### Task statement:
All of the data must be returned exactly as given.

___ Records provided ___

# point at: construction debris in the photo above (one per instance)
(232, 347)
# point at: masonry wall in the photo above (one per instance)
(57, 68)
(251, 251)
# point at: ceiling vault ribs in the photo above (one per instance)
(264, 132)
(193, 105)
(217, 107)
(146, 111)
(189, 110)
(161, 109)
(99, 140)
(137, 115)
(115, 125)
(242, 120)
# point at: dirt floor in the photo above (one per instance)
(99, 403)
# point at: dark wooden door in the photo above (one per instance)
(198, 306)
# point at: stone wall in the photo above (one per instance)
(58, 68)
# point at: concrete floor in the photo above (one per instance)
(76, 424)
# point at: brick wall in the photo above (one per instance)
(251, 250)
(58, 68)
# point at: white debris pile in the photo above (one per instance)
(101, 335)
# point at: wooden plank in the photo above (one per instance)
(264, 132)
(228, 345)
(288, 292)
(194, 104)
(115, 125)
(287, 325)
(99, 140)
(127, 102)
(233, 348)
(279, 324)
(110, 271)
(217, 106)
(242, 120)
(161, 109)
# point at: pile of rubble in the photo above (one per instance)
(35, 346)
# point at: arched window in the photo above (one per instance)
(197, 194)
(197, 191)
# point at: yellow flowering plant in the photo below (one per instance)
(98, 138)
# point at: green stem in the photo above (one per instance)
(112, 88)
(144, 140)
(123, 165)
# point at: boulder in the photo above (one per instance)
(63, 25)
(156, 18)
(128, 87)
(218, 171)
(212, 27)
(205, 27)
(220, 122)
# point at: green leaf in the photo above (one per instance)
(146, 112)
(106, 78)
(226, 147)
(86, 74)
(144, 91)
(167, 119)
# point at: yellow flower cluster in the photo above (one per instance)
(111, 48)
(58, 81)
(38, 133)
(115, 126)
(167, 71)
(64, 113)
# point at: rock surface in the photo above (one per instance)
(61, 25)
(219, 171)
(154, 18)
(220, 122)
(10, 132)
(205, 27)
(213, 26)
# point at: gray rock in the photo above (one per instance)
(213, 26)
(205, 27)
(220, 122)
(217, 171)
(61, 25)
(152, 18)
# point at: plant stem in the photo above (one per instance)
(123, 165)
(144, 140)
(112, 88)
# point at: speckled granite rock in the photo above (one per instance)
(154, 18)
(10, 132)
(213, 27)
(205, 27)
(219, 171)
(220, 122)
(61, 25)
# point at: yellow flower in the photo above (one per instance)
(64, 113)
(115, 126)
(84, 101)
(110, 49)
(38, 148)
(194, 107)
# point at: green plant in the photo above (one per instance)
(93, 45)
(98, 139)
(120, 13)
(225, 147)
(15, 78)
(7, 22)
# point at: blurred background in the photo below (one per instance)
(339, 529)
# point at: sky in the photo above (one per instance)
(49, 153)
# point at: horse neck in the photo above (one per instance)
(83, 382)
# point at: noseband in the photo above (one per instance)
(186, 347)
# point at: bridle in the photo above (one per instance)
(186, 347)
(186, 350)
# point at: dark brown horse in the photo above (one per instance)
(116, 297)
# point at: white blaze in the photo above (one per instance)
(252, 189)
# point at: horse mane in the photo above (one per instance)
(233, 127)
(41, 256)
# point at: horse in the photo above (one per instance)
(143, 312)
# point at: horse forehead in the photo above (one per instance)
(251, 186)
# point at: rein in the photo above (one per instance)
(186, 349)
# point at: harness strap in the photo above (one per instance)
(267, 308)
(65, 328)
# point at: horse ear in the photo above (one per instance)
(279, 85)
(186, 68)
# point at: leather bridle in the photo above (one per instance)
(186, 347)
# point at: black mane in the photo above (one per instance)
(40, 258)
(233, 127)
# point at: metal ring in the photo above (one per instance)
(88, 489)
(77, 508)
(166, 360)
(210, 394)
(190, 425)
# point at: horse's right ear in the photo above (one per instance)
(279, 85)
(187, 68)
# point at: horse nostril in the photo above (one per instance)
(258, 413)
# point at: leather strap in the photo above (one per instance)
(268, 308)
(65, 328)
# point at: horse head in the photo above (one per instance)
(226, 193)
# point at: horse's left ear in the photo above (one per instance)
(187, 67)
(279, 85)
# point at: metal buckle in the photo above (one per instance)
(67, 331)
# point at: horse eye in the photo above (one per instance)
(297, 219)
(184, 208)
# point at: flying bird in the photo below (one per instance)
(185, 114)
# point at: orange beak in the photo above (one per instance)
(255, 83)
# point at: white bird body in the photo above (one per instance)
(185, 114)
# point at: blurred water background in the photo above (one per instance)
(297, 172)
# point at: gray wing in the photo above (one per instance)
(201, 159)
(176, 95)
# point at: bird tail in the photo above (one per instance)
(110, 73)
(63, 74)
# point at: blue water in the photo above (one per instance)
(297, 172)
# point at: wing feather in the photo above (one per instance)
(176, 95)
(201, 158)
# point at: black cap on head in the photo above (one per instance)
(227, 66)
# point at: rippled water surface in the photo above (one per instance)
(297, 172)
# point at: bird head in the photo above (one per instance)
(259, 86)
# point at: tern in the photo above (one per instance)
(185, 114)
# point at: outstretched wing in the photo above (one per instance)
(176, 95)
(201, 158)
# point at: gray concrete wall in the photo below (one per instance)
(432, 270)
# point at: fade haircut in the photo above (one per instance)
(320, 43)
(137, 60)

___

### Output of the task:
# point at: construction debris in the photo above (one per instance)
(232, 347)
# point at: masonry wall in the photo above (one per instance)
(57, 68)
(251, 251)
# point at: ceiling vault ribs in the photo above (one per instance)
(264, 132)
(193, 105)
(217, 107)
(146, 111)
(189, 110)
(161, 109)
(99, 140)
(137, 115)
(115, 125)
(242, 120)
# point at: dirt floor in the photo above (one per instance)
(99, 403)
# point at: dark wooden door in the photo above (one per instance)
(198, 306)
# point at: stone wall in the photo above (one per instance)
(58, 68)
# point at: concrete floor in the photo above (one per instance)
(76, 424)
# point at: brick wall in the photo above (one per instance)
(251, 250)
(58, 68)
# point at: white debris pile in the photo above (one per instance)
(101, 335)
# point at: wooden plank in the photo above (one per instance)
(264, 132)
(228, 345)
(288, 292)
(194, 104)
(115, 125)
(287, 325)
(99, 140)
(127, 102)
(233, 348)
(279, 324)
(110, 271)
(217, 106)
(242, 120)
(161, 109)
# point at: pile of rubble in the photo above (one per instance)
(35, 346)
# point at: arched window in the photo above (one per instance)
(197, 194)
(197, 191)
# point at: yellow flowering plant in the photo below (one per instance)
(98, 138)
# point at: green stem in the photo above (one per instance)
(112, 88)
(144, 140)
(123, 165)
# point at: boulder in the photo above (one per instance)
(63, 25)
(156, 18)
(128, 87)
(218, 171)
(212, 27)
(205, 27)
(220, 122)
# point at: green leaf in the photo above (one per instance)
(146, 112)
(106, 78)
(226, 147)
(86, 74)
(144, 91)
(167, 119)
# point at: yellow flower cluster in the photo above (one per instance)
(111, 48)
(58, 81)
(38, 133)
(115, 126)
(167, 71)
(64, 113)
# point at: rock surface in the photo above (one per instance)
(61, 25)
(219, 171)
(154, 18)
(220, 122)
(10, 132)
(205, 27)
(213, 26)
# point at: gray rock in the photo above (one per instance)
(213, 26)
(205, 27)
(220, 122)
(217, 171)
(61, 25)
(152, 18)
# point at: plant stem in the photo above (one per instance)
(123, 165)
(144, 140)
(112, 88)
# point at: speckled granite rock in the photo above (one per instance)
(154, 18)
(10, 132)
(213, 27)
(205, 27)
(219, 171)
(220, 122)
(61, 25)
# point at: yellow flower in the photo above (one per instance)
(64, 113)
(115, 126)
(84, 101)
(110, 49)
(38, 148)
(194, 107)
# point at: green plant in the photo above (one per instance)
(93, 45)
(98, 139)
(120, 13)
(225, 147)
(15, 78)
(7, 22)
# point at: blurred background in the photo below (one per instance)
(339, 529)
# point at: sky in the photo above (one per instance)
(49, 153)
# point at: horse neck in the photo above (one per instance)
(83, 382)
# point at: noseband in the photo above (one per instance)
(186, 347)
# point at: bridle in the photo above (one per instance)
(186, 347)
(186, 350)
# point at: dark brown horse in the photo above (one per instance)
(116, 297)
# point at: white blaze in the photo above (one per instance)
(252, 189)
# point at: horse mane in the photo above (one per instance)
(233, 127)
(41, 256)
# point at: horse in the photo above (one per instance)
(143, 312)
# point at: horse forehead in the photo above (one per instance)
(251, 186)
# point at: rein in the photo above (one per instance)
(186, 349)
# point at: harness strap in the photo above (one per instance)
(267, 308)
(65, 328)
# point at: horse ear in the photo above (one per instance)
(279, 85)
(186, 68)
# point at: leather bridle in the photo above (one per instance)
(186, 347)
# point at: black mane in the photo above (one per instance)
(40, 258)
(233, 127)
# point at: metal ring in the photo above (one per instance)
(88, 489)
(77, 508)
(166, 360)
(210, 394)
(190, 425)
# point at: horse's right ear in the photo above (one per instance)
(279, 85)
(187, 68)
# point at: horse nostril in the photo above (one per instance)
(258, 413)
# point at: leather strap in the photo above (one per instance)
(268, 308)
(65, 328)
# point at: horse head in the photo above (one per instance)
(226, 193)
# point at: horse's left ear in the photo above (one per instance)
(187, 67)
(279, 85)
# point at: metal buckle in the photo above (one per instance)
(67, 331)
# point at: horse eye in the photo above (one per instance)
(297, 219)
(184, 208)
# point at: flying bird in the photo below (one per instance)
(185, 114)
# point at: orange beak in the photo above (one per instance)
(255, 83)
# point at: white bird body in the photo above (one per instance)
(185, 114)
# point at: blurred water background in the photo above (one per instance)
(297, 172)
# point at: gray wing in the photo above (one per instance)
(201, 159)
(176, 95)
# point at: bird tail in the photo above (one per instance)
(110, 73)
(63, 74)
# point at: blue water in the photo above (one per instance)
(297, 172)
# point at: wing feather in the photo above (one per instance)
(176, 95)
(201, 158)
# point at: black cap on head in the photo above (one per instance)
(227, 66)
# point at: rippled water surface in the photo above (one per instance)
(297, 172)
# point at: bird head in the photo above (one per instance)
(259, 86)
# point at: tern in the photo above (one per instance)
(185, 114)
# point at: outstretched wing in the photo above (one per instance)
(176, 95)
(201, 158)
# point at: gray concrete wall in the photo below (one per instance)
(432, 270)
# point at: fade haircut in the photo above (one per instance)
(320, 43)
(137, 60)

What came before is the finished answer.